## start Selected extract

This method explicitly disconnects a connection.

sendRaw method

.sendRaw(data,callback)
Parameters:
data - a string containing valid Cisco XML request to be sent
callback - function that will be called when a valid Cisco XML response is received
Example:
var cxml = require('node-ciscoxml');
var c = cxml({
    host: '10.10.1.1',
    port: 5000,
    username: 'xmlapi',
    password: 'xmlpass'
});

c.sendRaw('<Request><GetDataSpaceInfo/></Request>',function(err,data) {
    console.log('Received',err,data);
});

sendRawObj method

.sendRawObj(data,callback)
Parameters:
data - a javascript object that will be converted to a Cisco XML request
callback - function that will be called with valid Cisco XML response converted to javascript object
Example:
var cxml = require('node-ciscoxml');
var c = cxml({
    host: '10.10.1.1',
    port: 5000,
    username: 'xmlapi',
    password: 'xmlpass'
});

c.sendRawObj({ GetDataSpaceInfo: '' },function(err,data) {
    console.log('Received',err,data);
});

rootGetDataSpaceInfo method

.rootGetDataSpaceInfo(callback)
Equivalent to .sendRawObj for GetDataSpaceInfo command

getNext

Sends getNext request with a specific id, so we can retrieve the rest of the previous operation if it has been truncated.
id - the ID callback - the callback with the data (in js object format)
Keep in mind next response may be truncated as well, so you have to check for IteratorID all the time.
Example:
var cxml = require('node-ciscoxml');
var c = cxml({
    host: '10.10.1.1',
    port: 5000,
    username: 'xmlapi',
    password: 'xmlpass'
});

c.sendRawObj({ Get: { Configuration: {} } },function(err,data) {
    console.log('Received',err,data);
    if ((!err) && data && data.Response.$.IteratorID) {
        return c.getNext(data.Response.$.IteratorID,function(err,nextData) {
            // .. code to merge data with nextData
        });
    }
    // .. code
});

sendRequest method

This method is equivalent to sendRawObj but it can automatically detect the need and resupply GetNext requests so the response is absolutley full. Therefore this method should be the preferred method for sending requests that expect very large replies.

## end Selected extract
## start Stored rows

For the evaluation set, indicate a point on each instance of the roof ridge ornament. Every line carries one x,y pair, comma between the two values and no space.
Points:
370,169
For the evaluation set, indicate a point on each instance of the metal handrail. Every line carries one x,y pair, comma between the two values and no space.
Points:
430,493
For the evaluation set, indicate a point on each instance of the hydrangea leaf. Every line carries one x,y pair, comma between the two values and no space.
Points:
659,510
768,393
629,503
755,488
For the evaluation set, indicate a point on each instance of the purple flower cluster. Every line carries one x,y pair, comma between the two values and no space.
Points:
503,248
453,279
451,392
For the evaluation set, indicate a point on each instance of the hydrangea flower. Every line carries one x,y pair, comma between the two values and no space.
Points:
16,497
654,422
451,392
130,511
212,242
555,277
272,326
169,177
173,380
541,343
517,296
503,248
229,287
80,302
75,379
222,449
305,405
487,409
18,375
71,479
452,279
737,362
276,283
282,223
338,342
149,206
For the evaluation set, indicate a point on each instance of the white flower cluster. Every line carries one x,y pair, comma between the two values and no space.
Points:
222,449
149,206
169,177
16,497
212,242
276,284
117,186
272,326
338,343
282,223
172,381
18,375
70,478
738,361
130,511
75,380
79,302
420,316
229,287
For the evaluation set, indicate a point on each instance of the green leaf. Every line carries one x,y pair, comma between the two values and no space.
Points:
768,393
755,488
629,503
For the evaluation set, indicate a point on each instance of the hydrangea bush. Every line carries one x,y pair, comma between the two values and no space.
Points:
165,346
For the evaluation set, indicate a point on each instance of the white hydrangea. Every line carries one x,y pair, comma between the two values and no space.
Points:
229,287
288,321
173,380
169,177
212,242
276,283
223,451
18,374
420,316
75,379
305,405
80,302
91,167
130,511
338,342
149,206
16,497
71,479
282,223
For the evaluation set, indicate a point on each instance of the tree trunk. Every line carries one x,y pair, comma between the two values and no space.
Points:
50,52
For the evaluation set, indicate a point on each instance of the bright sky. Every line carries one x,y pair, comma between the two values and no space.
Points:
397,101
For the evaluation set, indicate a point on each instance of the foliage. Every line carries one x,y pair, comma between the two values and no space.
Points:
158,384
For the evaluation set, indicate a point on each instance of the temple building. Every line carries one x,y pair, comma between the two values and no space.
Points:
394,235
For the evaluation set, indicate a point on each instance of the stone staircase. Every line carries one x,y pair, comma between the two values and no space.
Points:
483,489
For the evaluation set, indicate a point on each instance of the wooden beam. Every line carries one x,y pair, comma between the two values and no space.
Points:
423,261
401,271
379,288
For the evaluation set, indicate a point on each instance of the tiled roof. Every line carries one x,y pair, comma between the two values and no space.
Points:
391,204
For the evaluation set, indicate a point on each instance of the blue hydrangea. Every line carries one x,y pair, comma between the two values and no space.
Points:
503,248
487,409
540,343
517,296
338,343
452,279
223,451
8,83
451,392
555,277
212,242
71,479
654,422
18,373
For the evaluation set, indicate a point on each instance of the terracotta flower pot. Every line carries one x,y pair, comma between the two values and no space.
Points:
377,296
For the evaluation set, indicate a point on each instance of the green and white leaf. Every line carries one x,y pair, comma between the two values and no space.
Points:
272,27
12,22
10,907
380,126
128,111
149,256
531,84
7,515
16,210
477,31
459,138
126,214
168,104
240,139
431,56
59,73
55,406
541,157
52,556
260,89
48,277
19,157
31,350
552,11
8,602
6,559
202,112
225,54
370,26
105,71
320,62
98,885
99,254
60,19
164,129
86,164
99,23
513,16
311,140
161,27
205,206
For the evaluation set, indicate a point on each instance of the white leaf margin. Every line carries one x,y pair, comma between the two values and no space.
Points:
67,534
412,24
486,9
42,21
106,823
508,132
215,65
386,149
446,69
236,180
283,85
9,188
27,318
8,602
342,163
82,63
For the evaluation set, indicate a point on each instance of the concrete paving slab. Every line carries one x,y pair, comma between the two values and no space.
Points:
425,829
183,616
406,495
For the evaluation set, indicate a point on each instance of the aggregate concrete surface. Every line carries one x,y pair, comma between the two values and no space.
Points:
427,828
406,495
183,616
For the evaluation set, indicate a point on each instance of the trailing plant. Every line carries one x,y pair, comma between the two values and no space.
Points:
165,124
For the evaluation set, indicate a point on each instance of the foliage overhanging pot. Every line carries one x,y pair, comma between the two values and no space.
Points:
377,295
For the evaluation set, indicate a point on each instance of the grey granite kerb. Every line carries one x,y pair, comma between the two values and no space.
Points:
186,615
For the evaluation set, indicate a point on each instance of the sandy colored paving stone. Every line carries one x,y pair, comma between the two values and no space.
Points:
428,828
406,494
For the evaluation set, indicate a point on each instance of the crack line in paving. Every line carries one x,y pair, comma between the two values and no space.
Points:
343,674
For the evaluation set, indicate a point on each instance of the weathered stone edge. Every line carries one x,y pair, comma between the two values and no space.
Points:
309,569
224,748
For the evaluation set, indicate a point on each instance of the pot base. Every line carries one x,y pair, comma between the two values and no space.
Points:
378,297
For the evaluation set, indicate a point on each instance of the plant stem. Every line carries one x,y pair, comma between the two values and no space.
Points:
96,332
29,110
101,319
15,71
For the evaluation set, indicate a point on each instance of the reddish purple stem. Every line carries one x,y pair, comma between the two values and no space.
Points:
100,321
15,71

## end Stored rows

What to work on ::
1. According to the node-ciscoxml documentation, what do you have to keep checking for because the next response may also be truncated?
2. Rewrite the node-ciscoxml documentation from "This method is" to "very large replies.", changing "preferred" to "recommended".
3. Continue the node-ciscoxml documentation after its final sentence.
The rows have nothing to do with the node-ciscoxml documentation.

Answer set ::
1. IteratorID

2.
This method is equivalent to sendRawObj but it can automatically detect the need and resupply GetNext requests so the response is absolutley full. Therefore this method should be the recommended method for sending requests that expect very large replies.

3.
Example:
var cxml = require('node-ciscoxml');
var c = cxml({
    host: '10.10.1.1',
    port: 5000,
    username: 'xmlapi',
    password: 'xmlpass'
});

c.sendRequest({ GetDataSpaceInfo: '' },function(err,data) {
    console.log('Received',err,data);
});

requestPath method

This is a method equivalent to sendRequest but instead of an object, the request may be formatted in a simple path string. This metod is not very useful for complex requests. But its value is in the ability to simplify very much the simple requests. The response is in JavaScript object
Example:
var cxml = require('node-ciscoxml');
var c = cxml({
    host: '10.10.1.1',
    port: 5000,
    username: 'xmlapi',
    password: 'xmlpass'
});

c.requestPath('Get.Configuration.Hostname',function(err,data) {
    console.log('Received',err,data);
});

reqPathPath method

This is the same method as requestPath, but the response is not an object, but a path array. The method supports optional filter, which has to be a RegExp object and all paths and values will be tested against it Only those returning true will be included in the response array.
Example:
var cxml = require('node-ciscoxml');
var c = cxml({
    host: '10.10.1.1',
    port: 5000,
    username: 'xmlapi',
    password: 'xmlpass'
});

c.reqPathPath('Get.Configuration.Hostname',/Hostname/,function(err,data) {
    console.log('Received',data[0]);
    // The output should be something like
    // [ 'Response("MajorVersion"="1","MinorVersion"="0").Get.Configuration.Hostname("MajorVersion"="1","MinorVersion"="0")',
           'asr9k-router' ] 
});
This method could be very useful for getting simple responses and configurations.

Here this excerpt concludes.